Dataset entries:
START

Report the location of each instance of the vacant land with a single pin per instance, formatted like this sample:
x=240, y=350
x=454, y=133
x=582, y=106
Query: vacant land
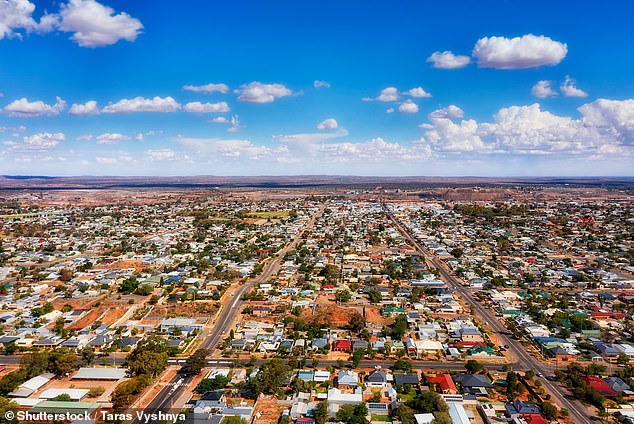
x=269, y=214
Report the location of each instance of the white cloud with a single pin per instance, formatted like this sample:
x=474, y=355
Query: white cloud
x=328, y=124
x=208, y=88
x=310, y=138
x=161, y=155
x=569, y=88
x=543, y=89
x=606, y=127
x=257, y=92
x=235, y=124
x=216, y=148
x=111, y=138
x=615, y=118
x=408, y=107
x=141, y=104
x=114, y=160
x=418, y=93
x=88, y=108
x=389, y=94
x=23, y=108
x=321, y=84
x=448, y=60
x=528, y=51
x=198, y=107
x=96, y=25
x=36, y=142
x=451, y=112
x=15, y=15
x=447, y=136
x=374, y=150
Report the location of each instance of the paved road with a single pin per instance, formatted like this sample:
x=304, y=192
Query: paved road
x=165, y=399
x=525, y=361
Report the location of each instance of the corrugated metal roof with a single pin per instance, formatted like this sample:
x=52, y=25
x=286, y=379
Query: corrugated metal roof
x=100, y=374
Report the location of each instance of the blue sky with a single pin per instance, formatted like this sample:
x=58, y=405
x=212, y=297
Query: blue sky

END

» Problem: Copy every one of the lines above word for word, but leave the pictures out.

» The output:
Report the location of each instance of the vacant land with a single pin per instance, formatted like this sample:
x=240, y=350
x=454, y=133
x=582, y=106
Query: vacant land
x=269, y=214
Report the location of each instance of the white cloud with a single pin per instance, formatted like this sample:
x=474, y=355
Query: white cloud
x=328, y=124
x=208, y=88
x=310, y=138
x=161, y=155
x=569, y=88
x=543, y=89
x=606, y=127
x=257, y=92
x=235, y=124
x=216, y=148
x=111, y=138
x=615, y=118
x=408, y=107
x=141, y=104
x=114, y=160
x=418, y=93
x=88, y=108
x=389, y=94
x=23, y=108
x=321, y=84
x=448, y=60
x=528, y=51
x=198, y=107
x=96, y=25
x=36, y=142
x=451, y=112
x=15, y=15
x=447, y=136
x=374, y=150
Report the location of each instance of the paved road with a single pin per instance, formatted like this sample:
x=304, y=192
Query: paved road
x=165, y=399
x=525, y=361
Report the location of each instance of the corrugated metal roof with a single pin per instance, formatted like this sample:
x=52, y=25
x=286, y=379
Query: corrugated metal roof
x=100, y=374
Report the location of each instance of the blue sky with a single pin per instance, formatted like this sample:
x=58, y=405
x=212, y=297
Query: blue sky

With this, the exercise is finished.